Political Campaigns Stress Minorities

University of Zurich

How did the 2021 national marriage equality referendum campaign in Switzerland affect the well-being of the LGBTIQ+ community? A team led by researchers at UZH has shown that LGBTIQ+ individuals and their cisgender heterosexual allies exhibited more stress hormones during the controversial campaign.

Lesbian, gay, bisexual, trans, intersex and queer (LGBTIQ+) individuals face persistent structural inequalities and discrimination that can adversely affect their well-being. When concerns of the LGBTIQ+ community are discussed in widespread public debates, such as during political initiative and referendum campaigns, that can leave marks and scars.

A team of researchers at the University of Zurich (UZH), Princeton University and the Université de Montréal has now investigated these lasting consequences in a study of how the public campaigns surrounding the 2021 national referendum on marriage equality in Switzerland affected LGBTIQ+ and cisgender heterosexual individuals' stress levels. To conduct the study, the researchers surveyed several hundred people before, during and after the national referendum in 2021 and gathered biological data collected in hair samples.

(WHAT IS EXPECTED):
Continue the article on the Swiss marriage equality referendum study, starting after its last sentence.

(PROVIDED INFORMATION):
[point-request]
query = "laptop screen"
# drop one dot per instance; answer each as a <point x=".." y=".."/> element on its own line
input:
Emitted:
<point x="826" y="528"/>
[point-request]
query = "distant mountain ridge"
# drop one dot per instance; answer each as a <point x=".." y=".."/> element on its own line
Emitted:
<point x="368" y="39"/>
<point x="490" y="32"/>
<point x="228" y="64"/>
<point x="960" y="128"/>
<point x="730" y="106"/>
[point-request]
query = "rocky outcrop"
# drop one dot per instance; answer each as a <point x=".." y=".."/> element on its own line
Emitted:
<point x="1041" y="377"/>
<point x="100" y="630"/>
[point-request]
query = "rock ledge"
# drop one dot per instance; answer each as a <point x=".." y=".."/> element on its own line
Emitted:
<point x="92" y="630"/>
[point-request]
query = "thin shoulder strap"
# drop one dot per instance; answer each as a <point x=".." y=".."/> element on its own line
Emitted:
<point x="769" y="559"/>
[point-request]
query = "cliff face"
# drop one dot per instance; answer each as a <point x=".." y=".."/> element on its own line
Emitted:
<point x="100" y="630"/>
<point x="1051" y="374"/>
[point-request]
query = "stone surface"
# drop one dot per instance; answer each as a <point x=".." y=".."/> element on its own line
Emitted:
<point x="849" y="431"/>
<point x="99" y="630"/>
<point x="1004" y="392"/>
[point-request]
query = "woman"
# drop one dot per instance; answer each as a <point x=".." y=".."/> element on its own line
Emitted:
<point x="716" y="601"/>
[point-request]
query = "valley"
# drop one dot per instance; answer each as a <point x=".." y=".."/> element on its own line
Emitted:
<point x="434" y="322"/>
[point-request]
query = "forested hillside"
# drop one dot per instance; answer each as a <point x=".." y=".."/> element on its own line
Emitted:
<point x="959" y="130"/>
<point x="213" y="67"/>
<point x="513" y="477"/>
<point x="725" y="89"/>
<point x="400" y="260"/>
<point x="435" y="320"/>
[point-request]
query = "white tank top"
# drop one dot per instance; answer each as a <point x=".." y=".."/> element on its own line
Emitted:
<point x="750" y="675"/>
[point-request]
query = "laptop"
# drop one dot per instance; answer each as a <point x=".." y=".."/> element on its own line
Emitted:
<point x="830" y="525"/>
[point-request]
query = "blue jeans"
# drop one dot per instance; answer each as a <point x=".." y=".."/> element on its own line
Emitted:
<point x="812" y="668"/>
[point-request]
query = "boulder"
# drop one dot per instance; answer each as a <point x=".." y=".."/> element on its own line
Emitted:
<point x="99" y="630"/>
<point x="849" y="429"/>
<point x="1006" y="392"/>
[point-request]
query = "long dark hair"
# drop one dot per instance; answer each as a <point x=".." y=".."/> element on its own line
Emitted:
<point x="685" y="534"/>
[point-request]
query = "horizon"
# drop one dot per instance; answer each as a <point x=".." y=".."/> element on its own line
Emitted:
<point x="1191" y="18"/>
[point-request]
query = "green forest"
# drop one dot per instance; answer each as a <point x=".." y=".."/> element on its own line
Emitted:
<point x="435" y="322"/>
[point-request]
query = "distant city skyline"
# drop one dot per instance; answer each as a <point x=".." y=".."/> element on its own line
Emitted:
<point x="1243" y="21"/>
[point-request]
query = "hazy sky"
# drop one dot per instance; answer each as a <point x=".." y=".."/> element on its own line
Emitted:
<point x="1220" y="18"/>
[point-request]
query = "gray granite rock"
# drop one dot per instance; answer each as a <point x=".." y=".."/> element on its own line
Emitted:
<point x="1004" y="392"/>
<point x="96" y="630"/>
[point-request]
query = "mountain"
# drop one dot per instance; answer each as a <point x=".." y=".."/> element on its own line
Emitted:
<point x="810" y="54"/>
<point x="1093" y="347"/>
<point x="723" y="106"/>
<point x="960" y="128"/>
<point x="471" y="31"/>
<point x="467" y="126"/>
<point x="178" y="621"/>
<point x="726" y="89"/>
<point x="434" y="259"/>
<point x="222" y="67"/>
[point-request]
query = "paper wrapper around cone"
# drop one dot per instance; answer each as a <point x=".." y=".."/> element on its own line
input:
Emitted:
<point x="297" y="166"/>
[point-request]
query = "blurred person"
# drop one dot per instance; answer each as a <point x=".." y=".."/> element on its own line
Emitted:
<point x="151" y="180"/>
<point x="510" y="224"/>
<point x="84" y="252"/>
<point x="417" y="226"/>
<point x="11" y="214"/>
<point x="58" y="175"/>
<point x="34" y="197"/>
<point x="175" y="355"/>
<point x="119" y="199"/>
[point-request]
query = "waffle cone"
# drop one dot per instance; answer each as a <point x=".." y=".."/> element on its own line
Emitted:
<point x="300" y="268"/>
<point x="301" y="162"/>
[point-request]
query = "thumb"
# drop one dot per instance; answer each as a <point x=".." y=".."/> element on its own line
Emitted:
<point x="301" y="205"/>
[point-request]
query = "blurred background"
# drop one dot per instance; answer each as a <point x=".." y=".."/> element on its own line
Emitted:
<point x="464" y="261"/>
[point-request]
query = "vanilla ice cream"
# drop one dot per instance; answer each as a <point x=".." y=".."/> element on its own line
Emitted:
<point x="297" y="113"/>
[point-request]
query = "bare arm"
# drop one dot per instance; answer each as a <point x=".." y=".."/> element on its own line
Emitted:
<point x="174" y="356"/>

(RESPONSE TO THE EXERCISE):
Significantly higher stress levels

"Political campaigns against the rights of LGBTIQ+ individuals can reinforce lived experiences of discrimination, rejection and alienation by mainstream society in people who are already stigmatized," explains lead author Léïla Eisner from the UZH Department of Psychology. The researchers discovered that during the referendum campaign, LGBTIQ+ individuals and their milieu of cisgender heterosexual families and friends both exhibited significantly higher levels of biological stress markers like cortisol and cortisone in the hair samples than before and after the campaign.

However, self-perceived stress did not increase in either of the two groups across the time frame. One reason for that might be because perceived stress is influenced by many factors, such as by the COVID-19 pandemic or by stress at work or at home, for example. Whereas the campaign left traces in biological stress markers, people may have downplayed the stress in the questionnaires.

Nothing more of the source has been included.